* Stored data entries
-*-*-
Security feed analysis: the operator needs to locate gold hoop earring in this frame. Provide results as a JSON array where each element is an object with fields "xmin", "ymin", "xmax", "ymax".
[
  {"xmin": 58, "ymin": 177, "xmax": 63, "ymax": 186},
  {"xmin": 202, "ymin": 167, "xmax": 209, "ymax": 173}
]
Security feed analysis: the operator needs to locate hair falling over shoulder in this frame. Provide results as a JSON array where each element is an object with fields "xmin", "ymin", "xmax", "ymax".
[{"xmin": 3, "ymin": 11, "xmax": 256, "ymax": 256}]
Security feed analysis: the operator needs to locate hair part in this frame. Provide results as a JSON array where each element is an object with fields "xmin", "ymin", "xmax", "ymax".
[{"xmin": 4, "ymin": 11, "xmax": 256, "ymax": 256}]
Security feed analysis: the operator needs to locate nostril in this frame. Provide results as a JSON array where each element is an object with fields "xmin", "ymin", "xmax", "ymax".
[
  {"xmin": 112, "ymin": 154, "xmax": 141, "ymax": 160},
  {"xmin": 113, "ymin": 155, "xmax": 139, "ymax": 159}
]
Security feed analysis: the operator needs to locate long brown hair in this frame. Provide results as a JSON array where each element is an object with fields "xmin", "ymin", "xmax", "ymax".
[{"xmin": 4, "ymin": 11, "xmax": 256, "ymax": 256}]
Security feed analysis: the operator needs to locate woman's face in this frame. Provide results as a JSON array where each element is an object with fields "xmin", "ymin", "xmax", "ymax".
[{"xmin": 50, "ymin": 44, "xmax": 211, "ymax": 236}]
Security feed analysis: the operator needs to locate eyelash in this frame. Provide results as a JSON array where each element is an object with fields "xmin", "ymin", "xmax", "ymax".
-*-*-
Return exactly what appears in the records from the line with "Security feed analysis: the operator needs to locate long" through the final line, and nothing else.

* Exercise answer
Security feed analysis: the operator needs to locate long brown hair in this frame. Provide results as a JSON array where each element is an object with fields "xmin", "ymin", "xmax", "ymax".
[{"xmin": 4, "ymin": 11, "xmax": 256, "ymax": 256}]
Security feed analysis: the operator needs to locate woman's face in this frame. Provide results as a JSON array where each element is an object with fields "xmin", "ymin", "xmax", "ymax".
[{"xmin": 50, "ymin": 44, "xmax": 211, "ymax": 236}]
Security feed analysis: the operator needs to locate eyelash in this frame. Provide results as a JSON array where each element is an object with fields "xmin", "ymin", "xmax", "ymax".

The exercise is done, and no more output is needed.